> **Job**
Filter the data below and copy out every line that contains the string "water". Matches must have the same case.

Excerpts from point annotation data:
%%

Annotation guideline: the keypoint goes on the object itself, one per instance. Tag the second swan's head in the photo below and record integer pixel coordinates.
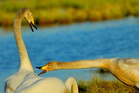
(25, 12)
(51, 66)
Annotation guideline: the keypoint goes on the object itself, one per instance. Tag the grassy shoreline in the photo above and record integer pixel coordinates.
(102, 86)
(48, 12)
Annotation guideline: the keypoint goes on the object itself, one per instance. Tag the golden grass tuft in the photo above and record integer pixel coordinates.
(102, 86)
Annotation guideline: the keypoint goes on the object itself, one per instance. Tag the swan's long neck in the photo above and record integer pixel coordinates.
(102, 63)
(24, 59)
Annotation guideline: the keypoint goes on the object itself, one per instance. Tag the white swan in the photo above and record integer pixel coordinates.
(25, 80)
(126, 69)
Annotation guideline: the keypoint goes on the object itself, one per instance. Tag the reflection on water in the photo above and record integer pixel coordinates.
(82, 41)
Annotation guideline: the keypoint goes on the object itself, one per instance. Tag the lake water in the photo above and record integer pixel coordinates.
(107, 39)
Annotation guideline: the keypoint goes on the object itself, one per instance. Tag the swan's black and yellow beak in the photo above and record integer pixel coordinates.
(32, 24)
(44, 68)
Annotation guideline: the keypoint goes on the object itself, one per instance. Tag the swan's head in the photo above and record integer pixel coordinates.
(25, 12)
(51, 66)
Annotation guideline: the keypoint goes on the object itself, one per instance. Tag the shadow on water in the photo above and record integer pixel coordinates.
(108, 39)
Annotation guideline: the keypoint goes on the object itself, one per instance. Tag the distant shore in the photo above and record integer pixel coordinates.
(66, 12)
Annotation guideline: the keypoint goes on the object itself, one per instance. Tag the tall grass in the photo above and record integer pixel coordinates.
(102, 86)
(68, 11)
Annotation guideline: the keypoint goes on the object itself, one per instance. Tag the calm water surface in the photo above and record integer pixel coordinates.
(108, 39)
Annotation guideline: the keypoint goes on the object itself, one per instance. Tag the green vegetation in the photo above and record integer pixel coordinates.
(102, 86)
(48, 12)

%%
%%

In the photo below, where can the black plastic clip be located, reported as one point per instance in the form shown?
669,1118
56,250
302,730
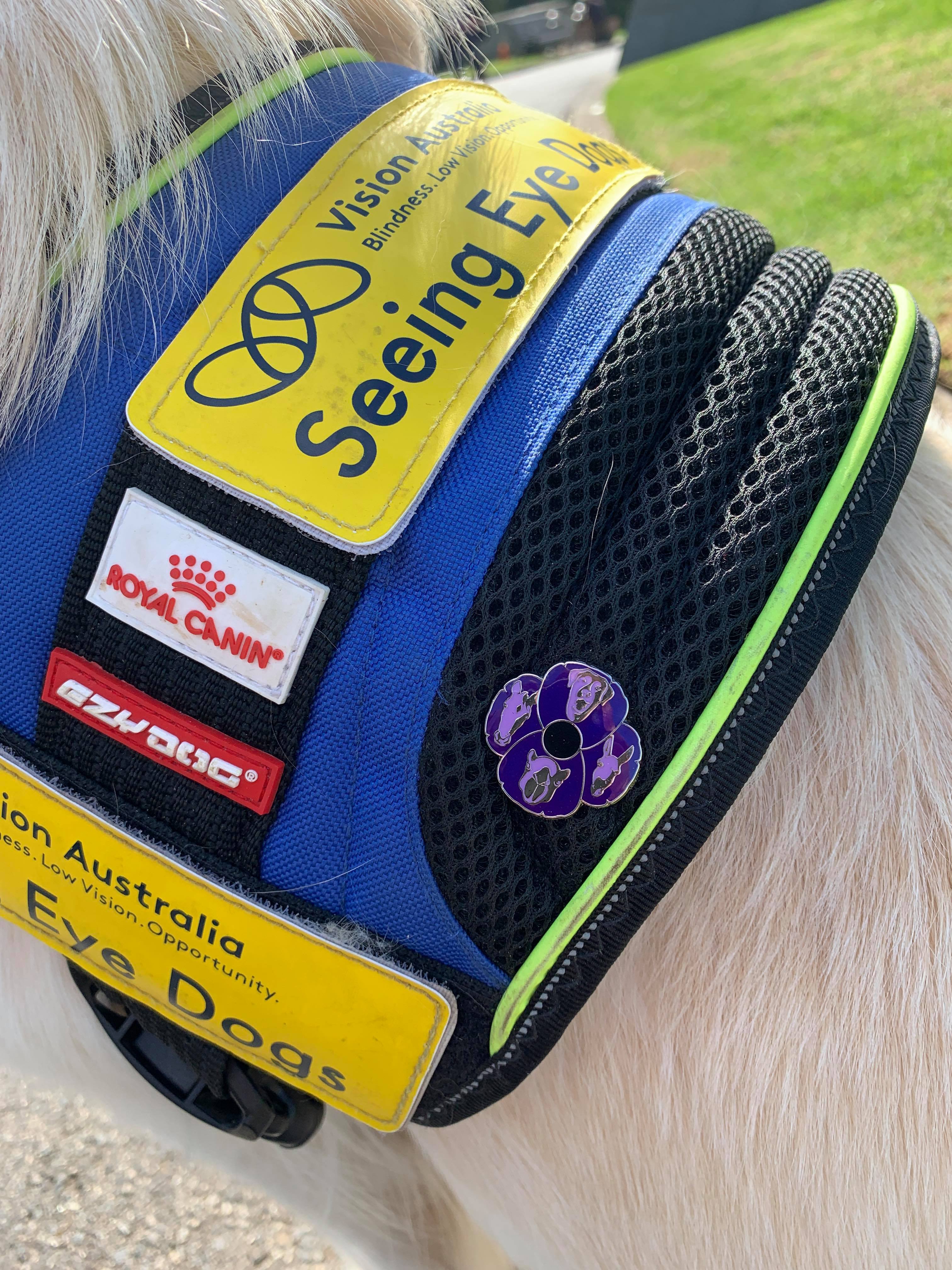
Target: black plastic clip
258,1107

%%

> **Output of the exercise**
Annotation guideline: the keypoint goes on the object itself, one per instance. Tag the reflection on water in the photo above and record integer pixel coordinates.
Annotation guideline: the keypoint goes on the object itself, one per instance. Tag the lake water in the photo above and record integer pixel coordinates.
Annotation guideline: the keypoint goes on the object itself, one per instance. Tag the shadow on water in the photo above and record integer pixel coordinates.
Annotation guideline: the keypoint goes on the object itself, one per instance. Tag the calm water surface in the photo above and record integer pixel coordinates.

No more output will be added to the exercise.